:: Referring expression data ::

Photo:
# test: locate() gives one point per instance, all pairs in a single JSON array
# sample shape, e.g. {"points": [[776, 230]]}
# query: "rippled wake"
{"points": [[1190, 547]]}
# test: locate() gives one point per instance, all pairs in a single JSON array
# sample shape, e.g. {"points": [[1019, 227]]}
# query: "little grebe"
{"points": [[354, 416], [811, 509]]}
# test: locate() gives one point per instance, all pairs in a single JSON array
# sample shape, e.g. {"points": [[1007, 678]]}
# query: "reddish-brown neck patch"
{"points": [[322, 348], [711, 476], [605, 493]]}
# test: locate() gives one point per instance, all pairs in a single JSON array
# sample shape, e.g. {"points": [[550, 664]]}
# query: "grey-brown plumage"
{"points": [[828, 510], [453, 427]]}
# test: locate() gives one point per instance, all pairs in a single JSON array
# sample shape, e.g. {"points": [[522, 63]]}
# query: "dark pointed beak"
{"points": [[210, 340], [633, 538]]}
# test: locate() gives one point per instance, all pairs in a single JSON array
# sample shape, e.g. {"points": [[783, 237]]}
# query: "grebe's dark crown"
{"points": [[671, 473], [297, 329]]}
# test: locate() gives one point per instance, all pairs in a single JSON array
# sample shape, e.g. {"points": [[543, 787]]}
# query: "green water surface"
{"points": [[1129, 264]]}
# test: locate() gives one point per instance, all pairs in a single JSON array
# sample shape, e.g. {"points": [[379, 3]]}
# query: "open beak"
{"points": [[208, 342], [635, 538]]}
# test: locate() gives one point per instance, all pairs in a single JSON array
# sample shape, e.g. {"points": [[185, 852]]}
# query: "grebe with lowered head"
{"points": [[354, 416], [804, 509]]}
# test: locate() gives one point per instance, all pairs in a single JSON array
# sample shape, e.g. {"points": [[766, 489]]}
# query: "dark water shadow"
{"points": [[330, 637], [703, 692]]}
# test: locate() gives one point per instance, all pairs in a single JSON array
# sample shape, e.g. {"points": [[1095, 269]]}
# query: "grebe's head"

:: Exercise directions ::
How many lines in the records above contain the word "shape"? Reply with the number alone.

:: Answer ::
11